• [TEXT FOR ANALYSIS]:

┌──

Money & Company

Why investors worship Old King Coal

Times staff writer Edward Silver filed this report on the burgeoning bull market in the coal sector:

Coal producers are riding high for an industry that a growing throng of Americans wish would just go away.

Year to date, shares of Arch Coal Inc. are up 41%. The biggie of the industry, Peabody Energy Corp., has waxed 24% -- and 94% from its August trough. A broader measure of the sector's stocks, the Market Vectors Coal exchange-traded fund, has advanced 26% since its January launch.

Coalmine All this bullishness is based on the dark rock’s own surge in value. Benchmark prices for some grades of electricity-generating steam coal are more than $100 for a metric ton, double September’s price. Metallurgical coal, the type used in steel making, has tripled in some contracts.

Oil attracts the anger and the ink, but coal, mined here in the U.S., has joined the club of rudimentary resources blessed by the energy crisis.

What we are paying up for is the dirtiest fossil fuel in the ground, infamous for wielding a heavy hand in the planet’s warming. In Beijing they wear surgical masks to ward off the soot from coal-fired plants, which drifts across the Pacific to further foul the air over Los Angeles. That’s not all. Black lung disease, mercury and sulfur emissions and the ravaging of Appalachian mountaintops are part of the legacy that keeps our lights on.

Coal provides about half the electricity in the United States, though not in California, where natural gas, another fossil fuel, claims a larger share. Nuclear power contributes 20% of the U.S. power total. Hydroelectric has a small role, while solar and wind -- sorry, environmentalists -- thus far account for less than 1% of the total. These wannabes are doing everything they can, including stalking the halls of Congress, to outmaneuver the out-of-favor incumbent.

Coal’s edge, though, is that it’s still the low bidder when it comes to costs, despite the recent run-up in prices. Also, everything needed to radiate coal-fired power all over the map already is in place, not only the generating stations but storage, transit and integration with the grid. On both accounts, solar and wind have plenty of work to do.

└──

(Stored data entries)

┌──

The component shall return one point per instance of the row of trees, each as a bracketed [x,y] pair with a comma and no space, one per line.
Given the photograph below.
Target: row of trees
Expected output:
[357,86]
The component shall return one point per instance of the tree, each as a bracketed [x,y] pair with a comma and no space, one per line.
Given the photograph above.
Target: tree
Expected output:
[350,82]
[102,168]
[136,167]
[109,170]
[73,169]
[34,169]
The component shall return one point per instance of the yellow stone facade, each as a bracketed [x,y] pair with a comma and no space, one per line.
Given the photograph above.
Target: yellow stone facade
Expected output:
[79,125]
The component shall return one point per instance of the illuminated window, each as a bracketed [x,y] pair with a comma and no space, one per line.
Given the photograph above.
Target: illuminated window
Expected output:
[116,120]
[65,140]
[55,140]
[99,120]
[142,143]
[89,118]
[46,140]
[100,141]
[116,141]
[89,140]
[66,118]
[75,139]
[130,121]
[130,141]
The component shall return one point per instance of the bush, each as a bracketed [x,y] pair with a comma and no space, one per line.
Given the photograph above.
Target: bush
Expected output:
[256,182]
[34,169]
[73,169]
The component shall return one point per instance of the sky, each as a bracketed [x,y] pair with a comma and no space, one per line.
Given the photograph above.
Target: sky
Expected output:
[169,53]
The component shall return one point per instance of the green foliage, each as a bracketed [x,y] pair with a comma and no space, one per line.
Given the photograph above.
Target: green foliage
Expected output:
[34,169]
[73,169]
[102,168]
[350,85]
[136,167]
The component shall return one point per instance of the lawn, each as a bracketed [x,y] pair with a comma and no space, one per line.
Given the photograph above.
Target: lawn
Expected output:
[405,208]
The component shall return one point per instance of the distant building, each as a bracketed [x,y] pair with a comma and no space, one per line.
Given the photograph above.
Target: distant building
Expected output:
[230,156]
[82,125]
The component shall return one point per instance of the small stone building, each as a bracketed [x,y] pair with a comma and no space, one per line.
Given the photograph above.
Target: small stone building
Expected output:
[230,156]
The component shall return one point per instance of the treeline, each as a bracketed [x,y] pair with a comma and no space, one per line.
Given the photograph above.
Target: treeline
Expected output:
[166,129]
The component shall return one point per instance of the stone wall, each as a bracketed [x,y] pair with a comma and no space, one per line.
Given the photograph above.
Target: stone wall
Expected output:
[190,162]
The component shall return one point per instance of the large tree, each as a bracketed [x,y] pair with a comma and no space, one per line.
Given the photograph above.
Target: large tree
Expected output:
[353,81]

└──

• [WORK INSTRUCTION 1]: In the coal article, what share of the U.S. power total does nuclear power contribute?
• [WORK INSTRUCTION 2]: Continue the coal article from its final paragraph.
None of the items are needed for this work.

• [ANSWER 1]: 20%

• [ANSWER 2]:
Naturally, few Americans want to see a coal plant built in their backyard. In many cases, politicians want them far away too. Kansas Gov. Kathleen Sebelius, a Democrat, made news when she vetoed two power plants to spare her state 11 million tons of additional carbon dioxide emissions annually. Calls for legislation to bill emitters for their carbon-burning privileges are gaining traction. Even Sen. John McCain of Arizona, the presumed Republican presidential nominee, is on board. Likewise, interest is rising in hoped-for technological fixes, including a complex blueprint known as carbon capture and sequestration.

With so much resistance, coal plant construction has ebbed in the U.S. Be prepared for brownouts.

"Utilities know there will be some kind of legislation and a carbon-capture mandate, but there are no requirements yet or price tag associated with carbon," said Ann Kohler, an energy analyst with Caris & Co. "Regulators are looking at natural gas, renewables, nuclear. There are a lot of unknowns. Utilities that have started construction are moving forward, but otherwise, plans are on hold" for new coal-burning plants.

Peabody_2 There are no such misgivings or hold-ups in nations that are in a hurry to catch up with the West. China and India have especially voracious appetites for coal’s cheap energy, and the supply deficit may persist for years. This winter, that imbalance suddenly became an emergency, partly the effect of Australian floods and Chinese blizzards that shut down mines. Charging into the breach, U.S. coal exporters are finding famished markets, happy to make hay on prices driven skyward by scarcity. The anemic dollar is a bonus for their bottom lines.

Fossil fuel investors, rejoice. But what an opportunity for renewables! Yet solar, wind and other renewables aren’t nearly ready to dethrone Old King Coal, particularly overseas. In fact, if green alternatives do eventually curtail coal’s dominion in the U.S., it’s not hard to imagine the industry thriving on the tobacco model: ostracized at home, welcomed around the world.

As for the stocks, Kohler rates Massey Energy Co. a buy for its concentration in metallurgical coal, the sweet spot of the market. She expects earnings per share to expand from $1.17 last year to $3.05 this year and $4.13 next year. Alpha Natural Resources Inc. and Walter Industries Inc. also are well-positioned in metallurgical coal.

Peabody’s shares, meanwhile, now may be too rich to risk money on, Kohler said, based on past valuation ratios.

The whole group, however, won’t for long be enjoying these lofty prices for their output, Kohler believes, and that may inject volatility into their financial results. Mining is recovering in Asia, and prices per ton are likely to settle back to elevated but not aberrant levels. Any shortages in China tied to this week’s destructive earthquake are expected to be short-lived. Furthermore, Kohler foresees a rebound in the dollar.

Although today the market for the grimy mineral is ablaze, change is coming, so keep your eye on these canaries in the mine: Prices could ease along with the supply crunch. Emitting CO2 may get expensive, likewise the technology to capture it. Consumers are unhappy about their electric bills and foul air, and the political class wants to try out a host of new regulations. Cleaner alternatives are clamoring for their chance.

But for now, coal miners are doing business like there’s no tomorrow.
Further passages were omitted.